Selection ->
┌────────

As the parents of young children consider opting out, one of the issues we face is how to talk to them about opting out.  They are, after all, the ones who will be doing the opting out. In all dealings with children, honesty is always the best policy. If you get busted by your kid for fudging the truth, you’re sunk. So what do we talk about?

When my daughter was 8, we started a conversation that has evolved over the past two years. She is now 10, and our conversation now includes my son, who is 9. 

I have tried to explain it to them this way:

When you take the test, you get a score. Your score gives your teacher and your school a grade. That grade tells the state and the district how much money your teacher and your school should get paid. It can even determine if your teacher gets to keep teaching, or if your school might be closed.

They asked me, “Is that why we have to do so much test prep?

“Perhaps, but it’s also complicated.”

We talk about recess a lot, because they don’t get recess. Usually, it’s the first thing I hear at pick up – whether he had recess or not. The Recess Report. He gets in the car, slams the door shut and says, 

“No recess… again” 

”Bus loop – one lap”, or 

“Bus loop – two laps.”

 They get recess on Wednesdays. That’s it. On non-PE days, if everyone has been good at lunch (recess should be neither reward nor punishment), when there is time for a break, they get to run the bus loop. The first time I heard this, let’s just say I was more than annoyed. I’ve told this to friends and they have no idea what I mean. The bus loop is the paved driveway where the school buses turn around. That’s right. The “recess” my kids get is 5 minutes around the bus loop. Their school is old, in not the greatest surroundings, currently next to highway construction, so it’s not even a pretty bus loop. Anyone who has ever played on a sports team of any kind knows that laps are a form of discipline – for being late, for talking back to the coach, for being lazy, etc. Laps.  The new recess is punishment.  PE is not recess. It’s another class.

Lack of recess is perhaps the single greatest reason why my children are so unhappy in school now. Of course, it may be different for other children. My kids do not get a break in the day. They KNOW it’s because of the test. Instead of recess, they do test prep. In addition to the increase in content to get through, over previous years, the reason they are constantly rushed is because teachers have to be sure to get in all the test prep they can, leaving less time for actual instruction. Instead of recess, my daughter in the 5th grade has Typing class – because… computer testing.

We talk about how some schools might have children who struggle. Their school has a large population of English Language Learners (ELL), and is also an Exceptional Ed Center, where 25% of their schoolmates are Exceptional Student Ed (ESE or Special Ed) – they know that their ESE friends get tested at their chronological age, not their developmental age, and they know the difference. To my children, THIS is the most unfair aspect of testing, and it doesn’t even affect them directly. They REALLY get it.

└────────

Aim A -> Render the listing as a Markdown table with the columns Row and Line, leaving out blank lines. Begin at the line that contains "Target: woman's hand" and stop after the final line of the listing.
The essay and the listing have no connection to each other.

Given records ->
┌────────

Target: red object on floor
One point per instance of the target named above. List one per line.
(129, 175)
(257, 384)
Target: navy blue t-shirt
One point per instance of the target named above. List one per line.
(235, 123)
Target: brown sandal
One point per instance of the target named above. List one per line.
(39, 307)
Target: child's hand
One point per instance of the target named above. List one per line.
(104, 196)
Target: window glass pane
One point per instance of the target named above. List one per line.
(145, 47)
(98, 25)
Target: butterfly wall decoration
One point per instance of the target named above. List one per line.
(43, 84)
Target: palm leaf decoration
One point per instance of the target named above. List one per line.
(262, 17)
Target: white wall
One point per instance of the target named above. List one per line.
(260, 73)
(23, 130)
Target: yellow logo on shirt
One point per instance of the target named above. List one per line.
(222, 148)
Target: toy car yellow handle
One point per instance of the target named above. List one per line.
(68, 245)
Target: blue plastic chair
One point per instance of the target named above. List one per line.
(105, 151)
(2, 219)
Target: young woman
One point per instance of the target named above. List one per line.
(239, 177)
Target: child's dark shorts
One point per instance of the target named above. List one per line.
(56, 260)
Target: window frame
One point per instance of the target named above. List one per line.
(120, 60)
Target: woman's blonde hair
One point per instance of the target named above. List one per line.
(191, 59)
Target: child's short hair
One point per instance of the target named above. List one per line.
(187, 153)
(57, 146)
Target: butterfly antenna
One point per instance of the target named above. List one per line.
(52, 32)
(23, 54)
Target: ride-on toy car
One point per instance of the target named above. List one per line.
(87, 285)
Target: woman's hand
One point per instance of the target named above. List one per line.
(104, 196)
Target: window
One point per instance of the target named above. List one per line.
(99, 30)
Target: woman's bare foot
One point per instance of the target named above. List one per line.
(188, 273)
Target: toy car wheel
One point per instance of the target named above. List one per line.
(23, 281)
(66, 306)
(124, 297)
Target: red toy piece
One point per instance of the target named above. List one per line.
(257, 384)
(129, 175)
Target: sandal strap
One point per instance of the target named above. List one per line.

└────────

Aim B -> Reproduce word for word the part of the essay that begins at the words "When you take" and stops after "much test prep?".

Solution A ->
| Row | Line |
|---|---|
| 1 | Target: woman's hand |
| 2 | One point per instance of the target named above. List one per line. |
| 3 | (104, 196) |
| 4 | Target: window |
| 5 | One point per instance of the target named above. List one per line. |
| 6 | (99, 30) |
| 7 | Target: woman's bare foot |
| 8 | One point per instance of the target named above. List one per line. |
| 9 | (188, 273) |
| 10 | Target: toy car wheel |
| 11 | One point per instance of the target named above. List one per line. |
| 12 | (23, 281) |
| 13 | (66, 306) |
| 14 | (124, 297) |
| 15 | Target: red toy piece |
| 16 | One point per instance of the target named above. List one per line. |
| 17 | (257, 384) |
| 18 | (129, 175) |
| 19 | Target: sandal strap |
| 20 | One point per instance of the target named above. List one per line. |

Solution B ->
When you take the test, you get a score. Your score gives your teacher and your school a grade. That grade tells the state and the district how much money your teacher and your school should get paid. It can even determine if your teacher gets to keep teaching, or if your school might be closed.

They asked me, “Is that why we have to do so much test prep?